Text for analysis:
----

Author(s): Kasstan, Ben
Date: 2022
Author(s): Staetsky, L. Daniel
Date: 2019
Abstract: Communal anxieties about the possibility of an inadequate supply of secondary school places in Jewish schools in London have, on occasion, run high, and have occurred against a context of demographic changes and an increase in preference for Jewish schooling. These seemingly unpredictable dynamics have made planning very difficult and this new study helps to bring some empiricism to the table.

This statistical study, authored by JPR Senior Research Fellow, Dr Daniel Staetsky, and supported by Partnerships for Jewish Schools (PaJeS), uses an empirical approach to predict future levels of demand for mainstream Jewish secondary schools in and around London. Using Local Authority data to examine applications and admissions from 2011 to 2018, it projects forward to the academic year 2022/23 in order to support future planning.

It is a follow-up to previous work in this area, and it draws on observations from the field that allow us to assess the accuracy of that work and to extend our projections further into the future.

----

Activities:
(A) For each statement about the abstract on Jewish secondary school places, answer yes or no and quote the words of the abstract that decide it: (i) the study draws on Local Authority data on applications and admissions from 2011 to 2018; (ii) the study projects demand forward to the academic year 2025/26; (iii) Partnerships for Jewish Schools (PaJeS) supported the study.
(B) Carry the abstract on Jewish secondary school places forward from its last sentence.
The material has no connection to the abstract on Jewish secondary school places.

Data to examine:

----

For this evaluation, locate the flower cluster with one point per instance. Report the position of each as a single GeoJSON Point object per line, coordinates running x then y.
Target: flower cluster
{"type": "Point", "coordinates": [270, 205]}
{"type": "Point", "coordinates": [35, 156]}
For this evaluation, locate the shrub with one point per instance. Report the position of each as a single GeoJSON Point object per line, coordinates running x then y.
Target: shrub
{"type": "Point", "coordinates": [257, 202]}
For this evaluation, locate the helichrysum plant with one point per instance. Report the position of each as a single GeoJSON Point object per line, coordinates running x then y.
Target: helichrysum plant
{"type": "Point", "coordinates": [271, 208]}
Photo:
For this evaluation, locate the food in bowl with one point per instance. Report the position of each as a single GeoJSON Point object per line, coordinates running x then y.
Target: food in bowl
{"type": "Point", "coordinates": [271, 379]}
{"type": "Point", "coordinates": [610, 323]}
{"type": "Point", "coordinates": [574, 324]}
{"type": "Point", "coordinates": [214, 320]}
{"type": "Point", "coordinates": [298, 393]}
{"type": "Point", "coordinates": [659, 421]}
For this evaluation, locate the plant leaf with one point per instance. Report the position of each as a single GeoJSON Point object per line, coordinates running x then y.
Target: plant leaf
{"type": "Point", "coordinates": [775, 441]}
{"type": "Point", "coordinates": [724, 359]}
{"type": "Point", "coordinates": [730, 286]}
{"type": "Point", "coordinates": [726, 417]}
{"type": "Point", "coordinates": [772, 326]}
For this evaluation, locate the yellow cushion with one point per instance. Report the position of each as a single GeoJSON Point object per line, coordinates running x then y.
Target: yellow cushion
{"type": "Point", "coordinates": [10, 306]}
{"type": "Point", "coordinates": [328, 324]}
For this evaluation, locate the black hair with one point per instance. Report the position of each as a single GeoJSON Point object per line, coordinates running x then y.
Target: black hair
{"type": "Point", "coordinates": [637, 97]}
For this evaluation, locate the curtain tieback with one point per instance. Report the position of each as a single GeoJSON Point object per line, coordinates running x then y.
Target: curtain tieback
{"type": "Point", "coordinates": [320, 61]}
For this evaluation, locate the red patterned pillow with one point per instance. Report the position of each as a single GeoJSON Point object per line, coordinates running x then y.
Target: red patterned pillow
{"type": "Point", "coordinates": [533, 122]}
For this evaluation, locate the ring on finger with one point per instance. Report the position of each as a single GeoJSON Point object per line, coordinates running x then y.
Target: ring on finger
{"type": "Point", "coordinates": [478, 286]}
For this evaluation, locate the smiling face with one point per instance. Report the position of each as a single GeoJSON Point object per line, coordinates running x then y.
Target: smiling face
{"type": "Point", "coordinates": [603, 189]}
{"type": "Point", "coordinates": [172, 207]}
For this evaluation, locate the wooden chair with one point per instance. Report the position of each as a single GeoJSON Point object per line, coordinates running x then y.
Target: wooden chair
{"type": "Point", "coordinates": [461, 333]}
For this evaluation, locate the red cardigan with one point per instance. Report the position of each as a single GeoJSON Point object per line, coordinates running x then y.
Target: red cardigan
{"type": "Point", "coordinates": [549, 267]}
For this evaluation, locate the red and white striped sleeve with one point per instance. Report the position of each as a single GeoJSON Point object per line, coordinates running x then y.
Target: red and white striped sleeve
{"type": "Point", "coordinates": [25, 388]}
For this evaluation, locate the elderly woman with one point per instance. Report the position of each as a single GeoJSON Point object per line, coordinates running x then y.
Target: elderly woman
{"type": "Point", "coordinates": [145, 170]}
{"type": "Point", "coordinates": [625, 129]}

----

Answer list:
(A)
(i) Yes: "Using Local Authority data to examine applications and admissions from 2011 to 2018"
(ii) No: "it projects forward to the academic year 2022/23"
(iii) Yes: "supported by Partnerships for Jewish Schools (PaJeS)"

(B)
The study concludes that current levels of provision will be sufficient if the demand in the next four years remains at today’s levels. Whilst this is a possibility, two of three possible scenarios presented in the report suggest an increase in demand, at a level in which about fifty additional places will be required across the entire Jewish secondary school system in London. Given this projected scale of increase, the report recommends that schools should develop some flexibility in capacity to satisfy the increasing demand. That might mean preparedness to open an extra class, as and when required, rather than to open an entirely new school.